Copy the material below word for word, and leave the pictures out of your copy.

*EXERCISE INPUTS:*
+--
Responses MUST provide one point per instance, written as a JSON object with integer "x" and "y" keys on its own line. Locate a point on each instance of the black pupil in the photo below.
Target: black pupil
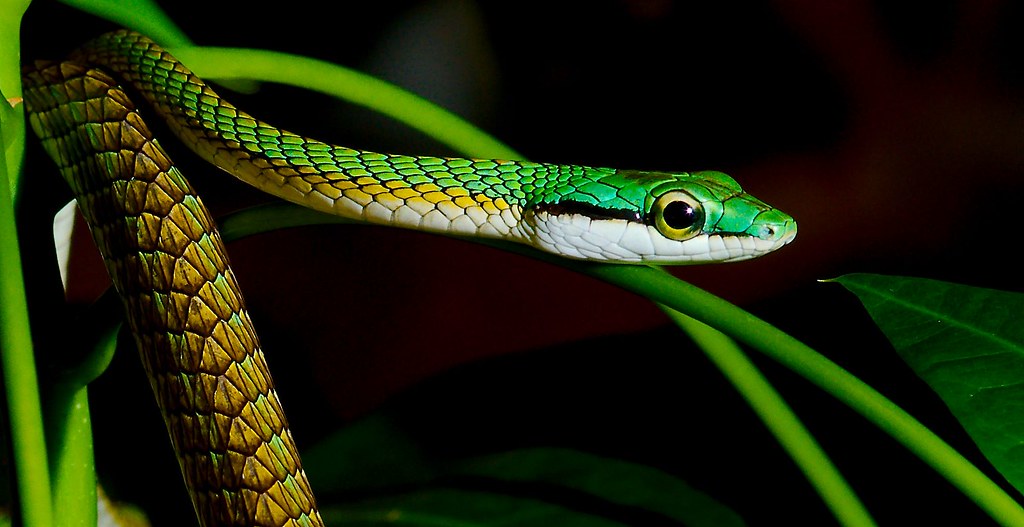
{"x": 679, "y": 215}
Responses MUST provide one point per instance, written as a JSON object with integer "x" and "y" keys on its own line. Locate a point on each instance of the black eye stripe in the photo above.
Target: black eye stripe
+--
*COMPLETED EXERCISE:*
Responses MUST provide one point per instance, written as a JSON object with integer "x" and "y" keys on its own line. Locate a point on each instance of the black pupil in the photo below.
Target: black pupil
{"x": 679, "y": 215}
Responses MUST provide one point per instance, written as a JSON object with integer "x" and "y" keys on its own line. Locate a point on each instance of the black eye stripe in the photo above.
Target: black eye stripe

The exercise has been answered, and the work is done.